INSTRUCTION
Scale the material from its first line through the line containing "[701,1015,872,1121]", both included, and give only those lines again, requests and all. Multiply every bounding-box coordinate in the answers by 0.8 and round it to a whole number, with halves rounded up.

STORED ROWS
★ ★ ★ ★

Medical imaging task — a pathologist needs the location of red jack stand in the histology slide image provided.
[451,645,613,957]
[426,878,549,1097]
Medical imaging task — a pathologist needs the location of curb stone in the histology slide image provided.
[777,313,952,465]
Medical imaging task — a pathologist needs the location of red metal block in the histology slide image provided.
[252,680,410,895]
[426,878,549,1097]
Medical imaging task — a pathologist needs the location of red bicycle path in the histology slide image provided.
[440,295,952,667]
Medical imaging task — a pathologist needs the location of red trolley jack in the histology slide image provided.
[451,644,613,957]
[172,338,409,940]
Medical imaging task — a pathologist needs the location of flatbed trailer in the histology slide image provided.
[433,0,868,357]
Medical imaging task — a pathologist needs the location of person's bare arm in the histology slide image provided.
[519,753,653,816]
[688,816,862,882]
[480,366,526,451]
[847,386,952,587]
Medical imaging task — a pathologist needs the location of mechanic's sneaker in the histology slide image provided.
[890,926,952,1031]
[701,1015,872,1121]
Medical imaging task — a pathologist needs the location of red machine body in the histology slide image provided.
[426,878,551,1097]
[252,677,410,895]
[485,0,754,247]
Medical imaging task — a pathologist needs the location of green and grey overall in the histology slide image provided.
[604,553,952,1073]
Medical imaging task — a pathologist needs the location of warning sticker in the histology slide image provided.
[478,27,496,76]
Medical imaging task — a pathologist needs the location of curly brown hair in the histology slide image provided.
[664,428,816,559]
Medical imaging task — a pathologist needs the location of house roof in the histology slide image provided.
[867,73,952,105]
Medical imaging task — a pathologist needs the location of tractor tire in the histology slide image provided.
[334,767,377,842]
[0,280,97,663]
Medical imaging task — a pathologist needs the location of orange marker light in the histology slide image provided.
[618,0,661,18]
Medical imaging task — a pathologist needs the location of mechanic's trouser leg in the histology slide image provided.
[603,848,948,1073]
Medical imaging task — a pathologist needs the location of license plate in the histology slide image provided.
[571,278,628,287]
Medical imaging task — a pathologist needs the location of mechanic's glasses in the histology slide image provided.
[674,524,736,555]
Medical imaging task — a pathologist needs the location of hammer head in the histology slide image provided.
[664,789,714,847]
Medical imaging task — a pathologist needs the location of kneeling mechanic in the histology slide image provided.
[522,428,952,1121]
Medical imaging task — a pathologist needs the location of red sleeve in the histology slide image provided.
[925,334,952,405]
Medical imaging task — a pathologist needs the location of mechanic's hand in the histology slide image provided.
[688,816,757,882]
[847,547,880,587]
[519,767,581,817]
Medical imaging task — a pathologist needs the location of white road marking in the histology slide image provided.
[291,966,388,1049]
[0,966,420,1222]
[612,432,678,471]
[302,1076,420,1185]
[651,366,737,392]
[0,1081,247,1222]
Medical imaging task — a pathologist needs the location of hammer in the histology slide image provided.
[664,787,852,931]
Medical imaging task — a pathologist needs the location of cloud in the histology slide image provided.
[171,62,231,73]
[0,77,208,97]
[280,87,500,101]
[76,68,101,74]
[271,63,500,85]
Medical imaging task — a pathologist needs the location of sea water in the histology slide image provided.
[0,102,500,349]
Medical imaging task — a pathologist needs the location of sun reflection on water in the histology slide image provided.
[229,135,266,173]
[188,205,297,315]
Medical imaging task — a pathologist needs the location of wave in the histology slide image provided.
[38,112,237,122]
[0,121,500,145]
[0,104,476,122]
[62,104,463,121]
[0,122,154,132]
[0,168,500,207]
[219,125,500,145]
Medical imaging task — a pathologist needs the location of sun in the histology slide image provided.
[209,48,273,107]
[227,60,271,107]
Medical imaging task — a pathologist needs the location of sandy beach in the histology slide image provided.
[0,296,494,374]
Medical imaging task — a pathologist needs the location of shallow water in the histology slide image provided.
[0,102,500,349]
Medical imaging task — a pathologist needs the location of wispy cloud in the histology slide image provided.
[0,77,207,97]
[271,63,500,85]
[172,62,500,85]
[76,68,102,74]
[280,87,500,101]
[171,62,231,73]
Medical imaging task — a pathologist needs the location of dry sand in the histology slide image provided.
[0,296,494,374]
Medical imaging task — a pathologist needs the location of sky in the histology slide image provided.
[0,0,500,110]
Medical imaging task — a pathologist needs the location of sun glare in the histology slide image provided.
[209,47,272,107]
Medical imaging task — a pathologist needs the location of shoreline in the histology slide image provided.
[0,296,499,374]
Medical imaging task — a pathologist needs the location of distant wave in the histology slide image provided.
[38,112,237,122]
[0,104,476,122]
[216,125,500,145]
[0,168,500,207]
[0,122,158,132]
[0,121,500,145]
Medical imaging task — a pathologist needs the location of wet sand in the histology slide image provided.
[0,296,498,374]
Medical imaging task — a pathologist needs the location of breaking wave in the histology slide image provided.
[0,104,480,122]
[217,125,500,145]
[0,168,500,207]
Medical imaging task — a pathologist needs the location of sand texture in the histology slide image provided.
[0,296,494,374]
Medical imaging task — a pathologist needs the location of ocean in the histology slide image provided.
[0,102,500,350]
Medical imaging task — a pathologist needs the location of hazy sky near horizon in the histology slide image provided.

★ ★ ★ ★

COMPLETED EXERCISE
Medical imaging task — a pathologist needs the location of red jack stand in the histology slide image provided.
[361,516,490,766]
[341,702,439,878]
Medical imaging task — a pathologist needs the location of curb stone in the histology slide image provided.
[622,250,762,372]
Medical imaging task — a pathologist needs the location of red metal block in the histology slide image provided.
[202,544,328,716]
[341,702,439,878]
Medical imaging task — a pathologist needs the location of red bicycle path in the histology slide image provided.
[352,236,762,534]
Medical imaging task — a pathologist needs the location of red trolley jack in the histology slide image provided.
[361,515,490,766]
[138,270,327,752]
Medical imaging task — a pathologist needs the location of flatbed trailer in the histology slide image provided.
[346,0,694,286]
Medical imaging task — a pathologist needs the location of person's bare arm in the histology slide image provided.
[415,602,522,653]
[550,653,690,706]
[384,293,421,361]
[678,309,762,470]
Medical imaging task — a pathologist needs the location of mechanic's sneaker in the histology slide image provided.
[712,741,762,825]
[561,812,698,897]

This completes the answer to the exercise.